● **What you will do**
Copy the items below word for word, leaving out the pictures.

● **Dataset rows**
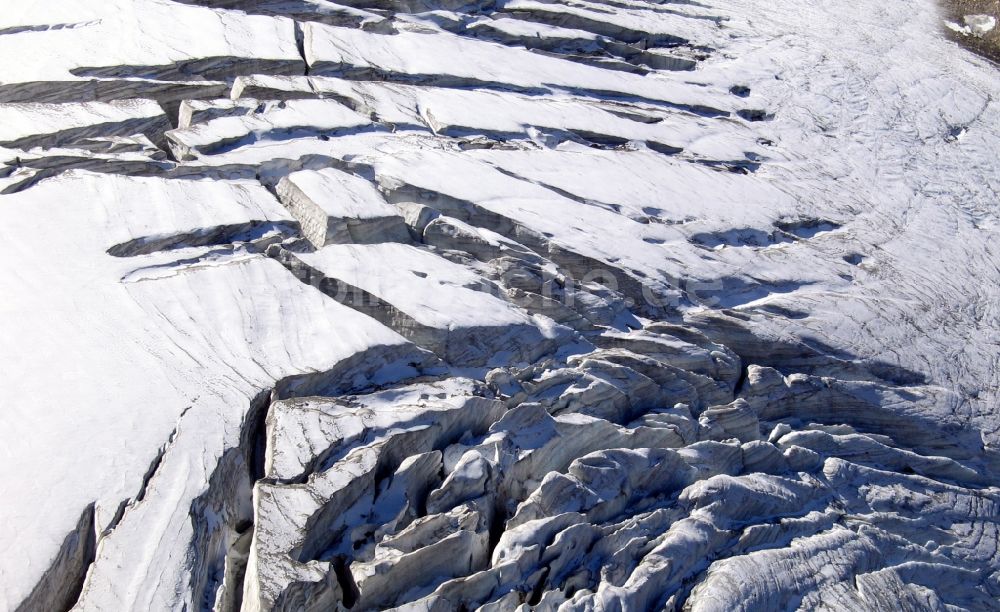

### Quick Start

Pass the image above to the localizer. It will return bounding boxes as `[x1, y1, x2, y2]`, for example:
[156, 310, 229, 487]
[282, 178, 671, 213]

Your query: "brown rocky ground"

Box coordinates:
[941, 0, 1000, 62]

● **Task answer**
### Quick Start

Pass the image above to the localizer. It will return bounding boxes as `[x1, y1, x2, y2]`, for example:
[156, 310, 229, 487]
[282, 178, 671, 213]

Your query: "brown rocky ground"

Box coordinates:
[941, 0, 1000, 62]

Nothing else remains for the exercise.